## Direction
Return each line of the data below that contains the string "covered".

Stored entries
##########

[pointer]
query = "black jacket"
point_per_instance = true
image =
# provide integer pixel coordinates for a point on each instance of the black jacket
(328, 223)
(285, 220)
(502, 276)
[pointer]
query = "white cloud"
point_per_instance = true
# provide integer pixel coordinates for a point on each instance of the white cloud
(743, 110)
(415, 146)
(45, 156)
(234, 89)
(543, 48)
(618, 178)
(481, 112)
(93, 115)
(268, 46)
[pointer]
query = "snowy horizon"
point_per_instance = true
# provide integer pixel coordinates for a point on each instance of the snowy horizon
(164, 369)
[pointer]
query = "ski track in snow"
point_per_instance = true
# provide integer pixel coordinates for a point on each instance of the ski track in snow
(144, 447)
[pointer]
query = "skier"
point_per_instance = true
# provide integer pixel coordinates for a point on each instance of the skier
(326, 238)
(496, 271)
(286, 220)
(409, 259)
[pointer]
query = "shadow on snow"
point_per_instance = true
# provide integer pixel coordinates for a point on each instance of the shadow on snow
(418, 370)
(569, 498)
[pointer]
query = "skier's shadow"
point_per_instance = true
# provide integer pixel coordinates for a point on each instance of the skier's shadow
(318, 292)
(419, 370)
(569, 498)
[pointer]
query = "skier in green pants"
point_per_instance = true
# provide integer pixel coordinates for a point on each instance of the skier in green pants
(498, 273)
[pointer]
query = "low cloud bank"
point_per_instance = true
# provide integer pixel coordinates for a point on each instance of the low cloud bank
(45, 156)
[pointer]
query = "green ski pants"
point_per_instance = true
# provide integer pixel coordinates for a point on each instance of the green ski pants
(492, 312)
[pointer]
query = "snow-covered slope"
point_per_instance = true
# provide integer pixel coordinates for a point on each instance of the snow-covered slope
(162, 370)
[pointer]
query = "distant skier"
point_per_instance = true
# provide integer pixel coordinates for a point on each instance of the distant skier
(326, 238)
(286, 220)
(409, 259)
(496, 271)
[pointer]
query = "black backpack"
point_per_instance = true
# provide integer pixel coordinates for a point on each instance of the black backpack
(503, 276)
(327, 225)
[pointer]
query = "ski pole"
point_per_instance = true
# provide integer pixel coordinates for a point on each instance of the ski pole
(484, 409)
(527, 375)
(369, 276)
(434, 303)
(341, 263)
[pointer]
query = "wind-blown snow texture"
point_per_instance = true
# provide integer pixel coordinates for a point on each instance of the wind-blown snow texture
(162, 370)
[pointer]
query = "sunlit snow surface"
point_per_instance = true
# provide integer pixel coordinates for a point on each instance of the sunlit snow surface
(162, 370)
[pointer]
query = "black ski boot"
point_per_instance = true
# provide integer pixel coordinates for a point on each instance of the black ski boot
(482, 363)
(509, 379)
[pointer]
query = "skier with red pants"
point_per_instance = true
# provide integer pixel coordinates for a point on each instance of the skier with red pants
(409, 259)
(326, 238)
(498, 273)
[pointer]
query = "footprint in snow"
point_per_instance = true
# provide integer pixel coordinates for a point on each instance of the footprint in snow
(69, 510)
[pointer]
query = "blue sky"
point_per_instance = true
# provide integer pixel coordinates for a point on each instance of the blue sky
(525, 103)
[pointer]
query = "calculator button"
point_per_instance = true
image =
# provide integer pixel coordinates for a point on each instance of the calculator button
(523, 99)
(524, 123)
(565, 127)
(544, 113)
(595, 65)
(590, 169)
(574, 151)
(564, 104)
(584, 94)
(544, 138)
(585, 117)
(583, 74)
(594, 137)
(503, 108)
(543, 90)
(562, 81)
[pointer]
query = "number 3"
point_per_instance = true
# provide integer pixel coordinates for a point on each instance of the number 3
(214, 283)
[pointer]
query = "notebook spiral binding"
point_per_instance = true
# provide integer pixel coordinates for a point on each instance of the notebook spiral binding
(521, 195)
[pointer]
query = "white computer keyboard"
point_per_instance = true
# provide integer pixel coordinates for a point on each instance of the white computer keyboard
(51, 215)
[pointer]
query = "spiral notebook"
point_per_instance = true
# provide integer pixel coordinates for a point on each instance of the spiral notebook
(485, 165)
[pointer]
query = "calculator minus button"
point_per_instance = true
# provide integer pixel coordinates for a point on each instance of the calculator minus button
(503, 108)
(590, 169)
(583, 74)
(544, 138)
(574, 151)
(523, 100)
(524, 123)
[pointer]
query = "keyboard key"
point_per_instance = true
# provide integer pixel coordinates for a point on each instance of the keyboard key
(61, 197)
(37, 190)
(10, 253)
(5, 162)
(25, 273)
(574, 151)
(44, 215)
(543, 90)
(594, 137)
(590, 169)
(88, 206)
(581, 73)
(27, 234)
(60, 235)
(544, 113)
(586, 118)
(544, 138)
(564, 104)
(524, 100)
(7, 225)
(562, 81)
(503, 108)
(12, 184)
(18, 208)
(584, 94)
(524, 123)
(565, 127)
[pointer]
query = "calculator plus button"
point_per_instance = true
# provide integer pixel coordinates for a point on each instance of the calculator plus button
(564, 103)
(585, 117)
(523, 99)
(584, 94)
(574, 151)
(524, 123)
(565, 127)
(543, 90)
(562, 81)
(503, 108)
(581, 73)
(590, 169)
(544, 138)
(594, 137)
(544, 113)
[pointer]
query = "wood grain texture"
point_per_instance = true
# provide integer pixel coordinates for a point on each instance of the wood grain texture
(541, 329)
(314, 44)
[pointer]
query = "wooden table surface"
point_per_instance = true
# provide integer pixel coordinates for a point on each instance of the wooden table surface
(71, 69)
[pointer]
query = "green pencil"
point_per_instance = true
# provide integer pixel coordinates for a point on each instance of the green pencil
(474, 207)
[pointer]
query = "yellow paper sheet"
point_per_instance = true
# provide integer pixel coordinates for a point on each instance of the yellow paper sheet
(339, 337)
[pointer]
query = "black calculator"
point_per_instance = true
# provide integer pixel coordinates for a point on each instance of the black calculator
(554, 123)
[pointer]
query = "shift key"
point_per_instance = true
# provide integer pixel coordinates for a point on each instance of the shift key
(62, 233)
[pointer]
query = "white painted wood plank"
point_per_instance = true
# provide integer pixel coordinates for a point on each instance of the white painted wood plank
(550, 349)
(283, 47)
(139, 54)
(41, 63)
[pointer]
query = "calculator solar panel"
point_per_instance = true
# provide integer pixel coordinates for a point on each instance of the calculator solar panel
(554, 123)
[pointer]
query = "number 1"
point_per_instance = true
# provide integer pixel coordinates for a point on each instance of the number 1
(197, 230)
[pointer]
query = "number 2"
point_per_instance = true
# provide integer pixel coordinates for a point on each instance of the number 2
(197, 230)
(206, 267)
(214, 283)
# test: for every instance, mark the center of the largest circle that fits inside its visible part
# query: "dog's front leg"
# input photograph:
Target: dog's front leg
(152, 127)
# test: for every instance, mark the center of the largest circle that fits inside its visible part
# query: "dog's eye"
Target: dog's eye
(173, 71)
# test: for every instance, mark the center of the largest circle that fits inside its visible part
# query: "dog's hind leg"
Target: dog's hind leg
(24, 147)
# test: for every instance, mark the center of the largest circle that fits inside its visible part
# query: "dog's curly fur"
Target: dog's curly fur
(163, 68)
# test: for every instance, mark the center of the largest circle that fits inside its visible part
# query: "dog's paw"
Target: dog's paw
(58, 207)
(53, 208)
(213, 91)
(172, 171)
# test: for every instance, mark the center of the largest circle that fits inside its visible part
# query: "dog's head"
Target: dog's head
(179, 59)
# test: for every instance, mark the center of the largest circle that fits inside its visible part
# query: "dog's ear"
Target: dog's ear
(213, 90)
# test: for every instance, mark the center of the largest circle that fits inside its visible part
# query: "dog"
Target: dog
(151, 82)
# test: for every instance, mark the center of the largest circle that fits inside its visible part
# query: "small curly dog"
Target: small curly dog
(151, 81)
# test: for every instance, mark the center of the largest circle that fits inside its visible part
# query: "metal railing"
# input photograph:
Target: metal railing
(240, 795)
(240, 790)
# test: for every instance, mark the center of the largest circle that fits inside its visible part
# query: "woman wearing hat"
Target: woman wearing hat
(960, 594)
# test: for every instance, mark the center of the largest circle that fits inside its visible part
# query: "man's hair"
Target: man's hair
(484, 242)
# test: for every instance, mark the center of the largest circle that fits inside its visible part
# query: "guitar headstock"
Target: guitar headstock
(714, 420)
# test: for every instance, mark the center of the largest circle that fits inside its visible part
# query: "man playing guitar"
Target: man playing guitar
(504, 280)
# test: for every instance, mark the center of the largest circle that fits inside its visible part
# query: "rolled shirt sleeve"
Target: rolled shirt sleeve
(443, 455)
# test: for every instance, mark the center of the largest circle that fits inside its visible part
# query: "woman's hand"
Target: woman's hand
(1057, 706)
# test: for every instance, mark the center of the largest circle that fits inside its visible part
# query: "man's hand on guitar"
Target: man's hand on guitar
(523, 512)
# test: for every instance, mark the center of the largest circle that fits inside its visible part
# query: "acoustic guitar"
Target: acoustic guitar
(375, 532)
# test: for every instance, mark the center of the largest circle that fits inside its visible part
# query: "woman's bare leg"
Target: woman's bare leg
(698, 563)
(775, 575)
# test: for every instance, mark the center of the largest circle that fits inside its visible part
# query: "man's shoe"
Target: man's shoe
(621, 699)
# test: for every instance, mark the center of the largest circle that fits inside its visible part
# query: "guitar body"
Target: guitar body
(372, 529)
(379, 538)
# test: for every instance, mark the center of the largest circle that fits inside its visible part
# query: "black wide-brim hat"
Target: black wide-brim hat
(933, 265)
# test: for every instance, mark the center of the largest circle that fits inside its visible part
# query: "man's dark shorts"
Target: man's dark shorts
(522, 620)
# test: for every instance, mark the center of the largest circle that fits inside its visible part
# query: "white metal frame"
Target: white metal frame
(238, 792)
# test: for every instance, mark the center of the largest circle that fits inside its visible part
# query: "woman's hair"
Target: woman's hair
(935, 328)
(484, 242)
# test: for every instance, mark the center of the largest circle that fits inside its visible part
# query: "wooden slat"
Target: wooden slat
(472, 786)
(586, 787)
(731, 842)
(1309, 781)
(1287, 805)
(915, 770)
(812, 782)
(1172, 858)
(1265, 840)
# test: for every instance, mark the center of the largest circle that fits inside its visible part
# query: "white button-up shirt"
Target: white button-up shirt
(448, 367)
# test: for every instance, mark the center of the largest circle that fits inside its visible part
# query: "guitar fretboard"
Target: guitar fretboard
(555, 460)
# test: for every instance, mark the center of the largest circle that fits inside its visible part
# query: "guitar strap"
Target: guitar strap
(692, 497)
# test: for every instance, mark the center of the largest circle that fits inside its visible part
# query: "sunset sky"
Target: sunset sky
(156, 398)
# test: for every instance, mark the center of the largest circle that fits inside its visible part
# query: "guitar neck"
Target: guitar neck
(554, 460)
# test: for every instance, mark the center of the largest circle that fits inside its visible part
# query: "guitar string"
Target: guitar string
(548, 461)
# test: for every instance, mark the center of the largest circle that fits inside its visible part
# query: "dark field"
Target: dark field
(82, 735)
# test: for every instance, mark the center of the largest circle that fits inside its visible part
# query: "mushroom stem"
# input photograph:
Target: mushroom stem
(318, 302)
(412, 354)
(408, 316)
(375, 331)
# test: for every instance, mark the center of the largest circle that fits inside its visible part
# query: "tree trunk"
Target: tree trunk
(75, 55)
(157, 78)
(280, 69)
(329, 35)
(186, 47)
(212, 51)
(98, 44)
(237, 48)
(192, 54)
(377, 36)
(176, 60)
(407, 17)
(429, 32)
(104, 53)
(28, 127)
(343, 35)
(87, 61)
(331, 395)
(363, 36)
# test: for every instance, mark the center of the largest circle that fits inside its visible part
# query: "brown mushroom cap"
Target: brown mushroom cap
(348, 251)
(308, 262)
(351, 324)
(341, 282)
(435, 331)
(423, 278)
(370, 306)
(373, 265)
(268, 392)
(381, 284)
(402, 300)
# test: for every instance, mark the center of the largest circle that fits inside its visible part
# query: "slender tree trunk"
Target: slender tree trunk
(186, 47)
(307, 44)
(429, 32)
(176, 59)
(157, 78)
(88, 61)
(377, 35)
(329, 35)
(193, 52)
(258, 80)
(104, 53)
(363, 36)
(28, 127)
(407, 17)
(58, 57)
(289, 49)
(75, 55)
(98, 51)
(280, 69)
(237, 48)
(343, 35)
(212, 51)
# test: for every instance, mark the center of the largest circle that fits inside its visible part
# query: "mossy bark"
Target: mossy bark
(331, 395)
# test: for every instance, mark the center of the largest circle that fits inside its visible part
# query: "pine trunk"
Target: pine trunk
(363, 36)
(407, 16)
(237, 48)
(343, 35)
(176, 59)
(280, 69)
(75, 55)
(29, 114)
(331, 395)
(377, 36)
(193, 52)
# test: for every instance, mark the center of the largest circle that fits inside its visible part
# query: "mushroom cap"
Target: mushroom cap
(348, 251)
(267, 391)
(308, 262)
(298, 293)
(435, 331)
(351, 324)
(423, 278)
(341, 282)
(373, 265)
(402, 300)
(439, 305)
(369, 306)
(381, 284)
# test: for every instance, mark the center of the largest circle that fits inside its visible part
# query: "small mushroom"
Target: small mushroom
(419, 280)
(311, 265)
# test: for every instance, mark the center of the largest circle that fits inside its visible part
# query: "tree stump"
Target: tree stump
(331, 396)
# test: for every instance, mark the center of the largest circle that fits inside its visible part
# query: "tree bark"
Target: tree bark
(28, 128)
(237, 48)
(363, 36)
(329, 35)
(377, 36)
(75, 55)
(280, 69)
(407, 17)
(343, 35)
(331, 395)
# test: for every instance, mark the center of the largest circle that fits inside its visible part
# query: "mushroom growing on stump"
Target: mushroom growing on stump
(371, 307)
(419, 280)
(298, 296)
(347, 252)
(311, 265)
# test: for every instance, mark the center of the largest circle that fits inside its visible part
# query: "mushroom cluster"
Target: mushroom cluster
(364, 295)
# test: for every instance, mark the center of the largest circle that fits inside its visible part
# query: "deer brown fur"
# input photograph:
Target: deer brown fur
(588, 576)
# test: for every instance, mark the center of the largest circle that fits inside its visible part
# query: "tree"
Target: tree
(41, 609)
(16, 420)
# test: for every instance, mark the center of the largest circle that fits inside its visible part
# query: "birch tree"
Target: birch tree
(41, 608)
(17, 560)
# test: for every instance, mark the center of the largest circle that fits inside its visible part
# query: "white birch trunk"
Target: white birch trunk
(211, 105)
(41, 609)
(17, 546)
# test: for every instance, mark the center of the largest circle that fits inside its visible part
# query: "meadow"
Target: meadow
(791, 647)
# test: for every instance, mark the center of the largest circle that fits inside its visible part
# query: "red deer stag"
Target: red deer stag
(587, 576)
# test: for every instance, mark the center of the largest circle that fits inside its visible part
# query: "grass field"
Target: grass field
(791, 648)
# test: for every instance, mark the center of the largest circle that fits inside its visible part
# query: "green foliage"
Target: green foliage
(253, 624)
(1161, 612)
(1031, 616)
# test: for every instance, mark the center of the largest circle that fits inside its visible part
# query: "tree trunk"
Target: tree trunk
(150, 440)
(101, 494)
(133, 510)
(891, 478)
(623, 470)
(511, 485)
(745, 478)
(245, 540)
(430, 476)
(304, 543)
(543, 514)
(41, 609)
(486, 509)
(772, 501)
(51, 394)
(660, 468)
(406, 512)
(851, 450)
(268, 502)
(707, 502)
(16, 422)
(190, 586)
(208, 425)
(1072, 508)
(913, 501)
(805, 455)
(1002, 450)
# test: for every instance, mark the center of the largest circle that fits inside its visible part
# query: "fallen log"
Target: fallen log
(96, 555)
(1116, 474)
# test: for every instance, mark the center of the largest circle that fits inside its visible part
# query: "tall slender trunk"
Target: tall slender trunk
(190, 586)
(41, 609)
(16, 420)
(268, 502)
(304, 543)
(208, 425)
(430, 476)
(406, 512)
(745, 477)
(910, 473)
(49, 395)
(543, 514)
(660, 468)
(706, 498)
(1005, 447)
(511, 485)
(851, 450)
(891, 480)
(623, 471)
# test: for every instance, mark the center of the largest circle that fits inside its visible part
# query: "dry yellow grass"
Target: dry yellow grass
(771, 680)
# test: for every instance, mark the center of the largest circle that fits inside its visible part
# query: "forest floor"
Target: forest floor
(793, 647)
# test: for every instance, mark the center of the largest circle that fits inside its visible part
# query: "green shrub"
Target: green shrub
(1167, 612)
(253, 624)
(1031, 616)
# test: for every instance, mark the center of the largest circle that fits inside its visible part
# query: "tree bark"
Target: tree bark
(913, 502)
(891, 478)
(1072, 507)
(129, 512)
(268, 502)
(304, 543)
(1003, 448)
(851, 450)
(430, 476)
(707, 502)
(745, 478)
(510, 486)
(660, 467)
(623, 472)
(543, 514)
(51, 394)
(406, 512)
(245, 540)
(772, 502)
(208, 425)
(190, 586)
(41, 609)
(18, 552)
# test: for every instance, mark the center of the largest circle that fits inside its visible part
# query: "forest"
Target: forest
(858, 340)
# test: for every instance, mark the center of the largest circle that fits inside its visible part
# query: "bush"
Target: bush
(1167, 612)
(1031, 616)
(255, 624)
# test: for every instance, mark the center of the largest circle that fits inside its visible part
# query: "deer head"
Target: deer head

##########

## Output of the task
query = "snow-covered slope"
# provide integer pixel coordinates for a point on each instance of the snow-covered slope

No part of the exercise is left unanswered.